** Start of Items **
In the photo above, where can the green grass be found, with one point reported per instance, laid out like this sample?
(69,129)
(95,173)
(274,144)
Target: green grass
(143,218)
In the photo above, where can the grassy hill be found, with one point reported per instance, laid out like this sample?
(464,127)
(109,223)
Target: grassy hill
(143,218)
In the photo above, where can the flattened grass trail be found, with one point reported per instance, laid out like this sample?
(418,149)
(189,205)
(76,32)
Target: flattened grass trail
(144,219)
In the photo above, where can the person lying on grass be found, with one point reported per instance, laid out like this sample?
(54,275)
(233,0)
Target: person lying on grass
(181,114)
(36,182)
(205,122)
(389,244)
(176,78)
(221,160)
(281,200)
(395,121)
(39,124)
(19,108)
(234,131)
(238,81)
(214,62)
** End of Items **
**Objective**
Rewrite all of the rows above as a numbered list, leaving out any blank lines.

**Solution to the problem**
1. In the photo above, where can the green grass be found, with one point reported per instance, laid out like this sample?
2. (69,129)
3. (95,173)
4. (274,144)
5. Target: green grass
6. (143,218)
7. In the photo above, where can the grassy hill be found, with one point reported per instance, laid out like this sample?
8. (464,127)
9. (109,223)
10. Target: grassy hill
11. (143,218)
12. In the photo above, where can the flattened grass trail be found, with one point reported per instance, laid out like this sample?
13. (418,149)
14. (189,205)
15. (76,32)
16. Target: flattened grass trail
17. (144,219)
18. In the photo above, where can the person lying on grass be found, with one point reported per instance, laid out like this sample?
19. (54,275)
20. (233,0)
21. Target: person lying on grass
22. (181,114)
23. (36,182)
24. (205,122)
25. (389,244)
26. (176,78)
27. (221,160)
28. (281,200)
29. (395,121)
30. (39,124)
31. (19,108)
32. (234,131)
33. (238,81)
34. (214,62)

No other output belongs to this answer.